**Exercise instructions**
Report each line of the records where "mark" occurs.

### Information shown ###

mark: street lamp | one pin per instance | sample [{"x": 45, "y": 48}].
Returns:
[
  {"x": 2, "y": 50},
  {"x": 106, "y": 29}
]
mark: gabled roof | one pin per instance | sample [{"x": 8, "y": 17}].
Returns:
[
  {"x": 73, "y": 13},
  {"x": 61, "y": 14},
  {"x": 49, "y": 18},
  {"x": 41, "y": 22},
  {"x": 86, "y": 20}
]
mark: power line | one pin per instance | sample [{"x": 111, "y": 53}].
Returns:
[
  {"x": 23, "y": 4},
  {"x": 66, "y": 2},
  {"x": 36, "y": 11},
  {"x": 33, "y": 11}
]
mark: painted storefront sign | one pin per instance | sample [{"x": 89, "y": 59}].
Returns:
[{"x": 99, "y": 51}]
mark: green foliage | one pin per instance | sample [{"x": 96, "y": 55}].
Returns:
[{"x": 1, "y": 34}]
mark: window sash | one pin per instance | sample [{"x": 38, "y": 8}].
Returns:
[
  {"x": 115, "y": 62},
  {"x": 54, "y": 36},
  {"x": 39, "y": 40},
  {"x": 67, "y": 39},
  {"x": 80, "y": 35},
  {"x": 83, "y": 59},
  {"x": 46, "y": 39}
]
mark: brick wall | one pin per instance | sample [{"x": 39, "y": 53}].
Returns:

###

**Written answer**
mark: street lamp | one pin per instance | sample [{"x": 45, "y": 48}].
mark: gabled roof | one pin per instance | sample [{"x": 8, "y": 17}].
mark: power line | one pin per instance | sample [{"x": 111, "y": 53}].
mark: painted storefront sign | one pin per instance | sample [{"x": 89, "y": 59}].
mark: green foliage | one pin per instance | sample [{"x": 96, "y": 55}].
mark: window sash | one pin per instance | sample [{"x": 38, "y": 8}].
mark: brick wall | one pin per instance | sample [{"x": 39, "y": 53}].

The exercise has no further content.